▸ Exercise: Pick out every line of the listing below that contains the word "blue", and copy each one. Case counts.

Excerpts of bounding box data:
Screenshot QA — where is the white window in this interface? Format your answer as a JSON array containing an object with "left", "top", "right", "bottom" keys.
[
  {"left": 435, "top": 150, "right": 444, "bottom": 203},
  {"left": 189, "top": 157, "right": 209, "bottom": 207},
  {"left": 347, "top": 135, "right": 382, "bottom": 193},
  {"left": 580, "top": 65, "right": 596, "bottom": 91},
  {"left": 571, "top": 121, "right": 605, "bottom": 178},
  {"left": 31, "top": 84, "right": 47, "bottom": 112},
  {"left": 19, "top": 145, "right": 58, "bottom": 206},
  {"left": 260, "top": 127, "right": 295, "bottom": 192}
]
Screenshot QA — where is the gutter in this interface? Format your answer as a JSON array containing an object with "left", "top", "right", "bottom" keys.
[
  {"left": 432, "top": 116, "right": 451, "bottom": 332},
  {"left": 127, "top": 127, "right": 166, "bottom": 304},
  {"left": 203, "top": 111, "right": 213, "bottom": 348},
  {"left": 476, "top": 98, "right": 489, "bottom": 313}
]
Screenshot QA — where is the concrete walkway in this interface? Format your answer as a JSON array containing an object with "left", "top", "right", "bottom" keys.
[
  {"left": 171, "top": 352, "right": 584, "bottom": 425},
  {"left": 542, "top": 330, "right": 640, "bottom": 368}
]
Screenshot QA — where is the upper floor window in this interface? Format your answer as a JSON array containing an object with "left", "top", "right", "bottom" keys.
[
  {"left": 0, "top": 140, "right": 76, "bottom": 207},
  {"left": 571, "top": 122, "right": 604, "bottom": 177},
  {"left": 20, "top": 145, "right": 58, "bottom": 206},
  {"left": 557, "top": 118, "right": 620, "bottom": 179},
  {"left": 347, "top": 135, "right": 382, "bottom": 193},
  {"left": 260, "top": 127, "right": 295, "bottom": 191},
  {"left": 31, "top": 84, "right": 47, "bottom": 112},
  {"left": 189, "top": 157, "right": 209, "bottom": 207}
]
* * *
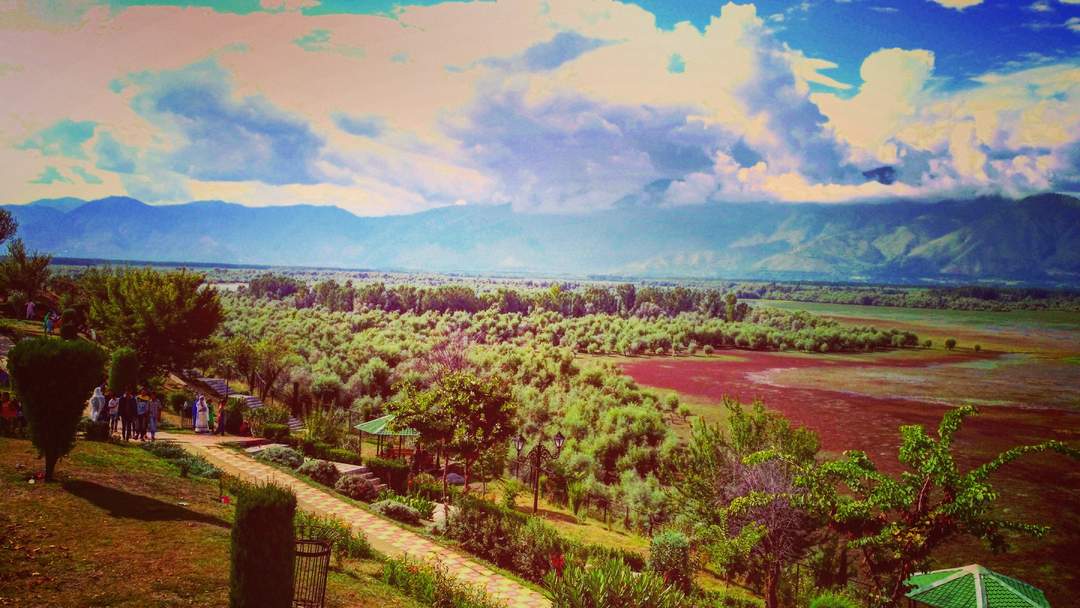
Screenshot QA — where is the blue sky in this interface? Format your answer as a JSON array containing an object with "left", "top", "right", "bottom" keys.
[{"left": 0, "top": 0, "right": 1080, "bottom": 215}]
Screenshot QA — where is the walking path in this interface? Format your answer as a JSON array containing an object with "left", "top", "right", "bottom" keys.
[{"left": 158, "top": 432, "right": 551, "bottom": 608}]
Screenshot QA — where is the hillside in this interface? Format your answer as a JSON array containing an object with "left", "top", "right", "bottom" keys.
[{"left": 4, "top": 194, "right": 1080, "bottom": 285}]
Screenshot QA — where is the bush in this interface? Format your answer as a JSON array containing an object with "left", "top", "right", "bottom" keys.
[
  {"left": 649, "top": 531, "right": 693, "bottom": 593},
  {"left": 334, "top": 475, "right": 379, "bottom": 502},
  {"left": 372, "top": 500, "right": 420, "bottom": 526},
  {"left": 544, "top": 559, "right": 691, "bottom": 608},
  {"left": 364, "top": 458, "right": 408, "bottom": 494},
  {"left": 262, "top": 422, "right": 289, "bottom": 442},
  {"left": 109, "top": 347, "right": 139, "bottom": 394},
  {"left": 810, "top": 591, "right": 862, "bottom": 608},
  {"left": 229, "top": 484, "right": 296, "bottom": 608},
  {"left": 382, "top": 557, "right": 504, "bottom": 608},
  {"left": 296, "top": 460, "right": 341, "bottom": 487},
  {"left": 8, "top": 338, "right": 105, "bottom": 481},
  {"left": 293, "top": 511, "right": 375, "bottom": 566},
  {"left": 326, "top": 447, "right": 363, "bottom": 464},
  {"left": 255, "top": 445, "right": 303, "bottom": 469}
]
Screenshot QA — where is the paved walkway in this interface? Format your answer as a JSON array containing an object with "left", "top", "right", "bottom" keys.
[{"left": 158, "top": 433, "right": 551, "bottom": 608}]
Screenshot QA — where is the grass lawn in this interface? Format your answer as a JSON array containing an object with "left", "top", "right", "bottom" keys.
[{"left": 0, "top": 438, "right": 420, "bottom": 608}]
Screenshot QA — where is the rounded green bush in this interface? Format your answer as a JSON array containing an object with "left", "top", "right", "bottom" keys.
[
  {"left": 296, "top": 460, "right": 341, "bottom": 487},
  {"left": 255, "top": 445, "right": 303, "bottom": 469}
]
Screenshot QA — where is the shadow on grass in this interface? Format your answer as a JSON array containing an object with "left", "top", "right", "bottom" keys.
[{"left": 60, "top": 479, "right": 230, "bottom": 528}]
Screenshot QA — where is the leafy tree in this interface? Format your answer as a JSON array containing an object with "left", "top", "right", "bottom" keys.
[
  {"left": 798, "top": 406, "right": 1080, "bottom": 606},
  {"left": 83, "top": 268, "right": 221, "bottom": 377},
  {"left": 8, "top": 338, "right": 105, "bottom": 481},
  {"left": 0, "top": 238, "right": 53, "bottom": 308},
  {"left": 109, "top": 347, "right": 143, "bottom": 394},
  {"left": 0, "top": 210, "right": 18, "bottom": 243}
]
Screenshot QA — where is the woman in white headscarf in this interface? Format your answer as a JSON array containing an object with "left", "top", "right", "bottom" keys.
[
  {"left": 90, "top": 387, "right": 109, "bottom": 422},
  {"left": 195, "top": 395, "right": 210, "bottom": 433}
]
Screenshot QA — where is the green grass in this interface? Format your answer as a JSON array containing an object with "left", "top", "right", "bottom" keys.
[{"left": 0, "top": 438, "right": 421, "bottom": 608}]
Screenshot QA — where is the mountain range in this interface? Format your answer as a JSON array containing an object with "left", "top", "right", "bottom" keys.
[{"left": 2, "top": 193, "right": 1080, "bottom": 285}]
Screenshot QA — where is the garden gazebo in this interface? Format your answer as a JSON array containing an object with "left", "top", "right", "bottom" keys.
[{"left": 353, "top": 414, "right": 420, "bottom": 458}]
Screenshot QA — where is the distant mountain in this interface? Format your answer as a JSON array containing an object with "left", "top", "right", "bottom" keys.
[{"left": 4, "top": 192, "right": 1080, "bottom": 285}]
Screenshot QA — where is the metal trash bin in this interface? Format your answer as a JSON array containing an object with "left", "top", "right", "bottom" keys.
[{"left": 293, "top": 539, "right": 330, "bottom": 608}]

▸ Written solution:
Screenshot QA — where is the blue sky in this interface? Format your answer as a JSON array containing an object with "left", "top", "right", "bottom" keys.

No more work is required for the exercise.